Text extract ->

%%

Thursday, July 19, 2007

The Prince of Music ~ Laverne "Vern" Clark


Band Photo ~~see larger picture at bottom of page~~
Back Row ~ Elmer Johnson, Chick Peyton, drums Hank Phillips, and bass Kenny Hendrickson
Front Row ~ Marv Palmer, Vern Clark, Dan Murray, and piano Bernadine


Feature written and compiled by Yvonne Hendrickson

Deadwood's admired and beloved Band Director, Laverne Clark (Vern ) passed away on Nov. 18th, 2001 with few realizing he had spent his entire 32 year teaching career in the Deadwood and Lead School Systems. It is our privilege to fill you in on events in his life you may have missed. (We invite you to add your comments at the end of this feature, as we are sure many have stories they would like to share. Vern had a way of making everyone feel you were one of, if not his best friend.)

Vern was born in Lead in 1923, raised in Lead and graduated from high school in Lead in 1941. In school he met Doris Nelson and they did have one high school prom date. Doris saw little of Laverne after graduation as he soon left to attend school at the University of Wyoming for a year and a half until drafted into the U.S. Army. Vern's education and any further romance with Doris was put on hold while he served his country in a tank battalion in the Rhineland and Central Europe for 3 years. (In later years, attending many 717th Tank Battalion reunions, Vern and Dory visited all but two of the United States). The army discharged Vern in 1946 and he returned to the University of Wyoming , to continue his education. After a year, he transferred to Black Hills Teacher's College in Spearfish. One could ask if transferring had anything to do with Doris . While attending college in Spearfish, Vern taught in the Deadwood School System and obtained his Master's Degree in Instrumental Music.

%%

Available data ->
%%

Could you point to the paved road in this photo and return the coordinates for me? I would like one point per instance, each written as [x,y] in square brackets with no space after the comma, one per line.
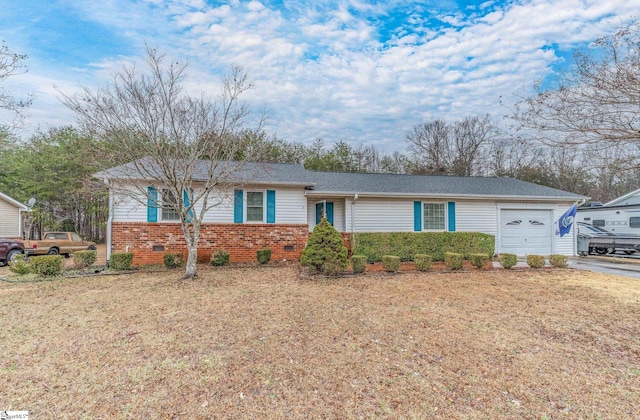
[599,266]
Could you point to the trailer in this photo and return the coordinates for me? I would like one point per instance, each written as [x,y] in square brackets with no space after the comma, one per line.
[595,240]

%%

Required work -> Reproduce the full Vern Clark feature above the listing, word for word and with nothing changed.

Answer to this task ->
Thursday, July 19, 2007

The Prince of Music ~ Laverne "Vern" Clark


Band Photo ~~see larger picture at bottom of page~~
Back Row ~ Elmer Johnson, Chick Peyton, drums Hank Phillips, and bass Kenny Hendrickson
Front Row ~ Marv Palmer, Vern Clark, Dan Murray, and piano Bernadine


Feature written and compiled by Yvonne Hendrickson

Deadwood's admired and beloved Band Director, Laverne Clark (Vern ) passed away on Nov. 18th, 2001 with few realizing he had spent his entire 32 year teaching career in the Deadwood and Lead School Systems. It is our privilege to fill you in on events in his life you may have missed. (We invite you to add your comments at the end of this feature, as we are sure many have stories they would like to share. Vern had a way of making everyone feel you were one of, if not his best friend.)

Vern was born in Lead in 1923, raised in Lead and graduated from high school in Lead in 1941. In school he met Doris Nelson and they did have one high school prom date. Doris saw little of Laverne after graduation as he soon left to attend school at the University of Wyoming for a year and a half until drafted into the U.S. Army. Vern's education and any further romance with Doris was put on hold while he served his country in a tank battalion in the Rhineland and Central Europe for 3 years. (In later years, attending many 717th Tank Battalion reunions, Vern and Dory visited all but two of the United States). The army discharged Vern in 1946 and he returned to the University of Wyoming , to continue his education. After a year, he transferred to Black Hills Teacher's College in Spearfish. One could ask if transferring had anything to do with Doris . While attending college in Spearfish, Vern taught in the Deadwood School System and obtained his Master's Degree in Instrumental Music.